**Your task**
Reproduce each of the following records verbatim, preserving every line in its original order.

**Exercise material**
------------------------------------
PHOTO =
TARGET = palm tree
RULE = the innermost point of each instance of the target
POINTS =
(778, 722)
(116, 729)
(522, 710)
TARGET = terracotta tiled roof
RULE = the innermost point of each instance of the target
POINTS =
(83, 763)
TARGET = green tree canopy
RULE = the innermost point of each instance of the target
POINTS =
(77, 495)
------------------------------------
**Solution to the exercise**
PHOTO =
TARGET = palm tree
RULE = the innermost point of each instance of the target
POINTS =
(778, 722)
(116, 729)
(522, 710)
TARGET = terracotta tiled roof
RULE = the innermost point of each instance of the target
POINTS =
(83, 763)
TARGET = green tree canopy
RULE = the innermost point of each instance of the target
POINTS =
(77, 495)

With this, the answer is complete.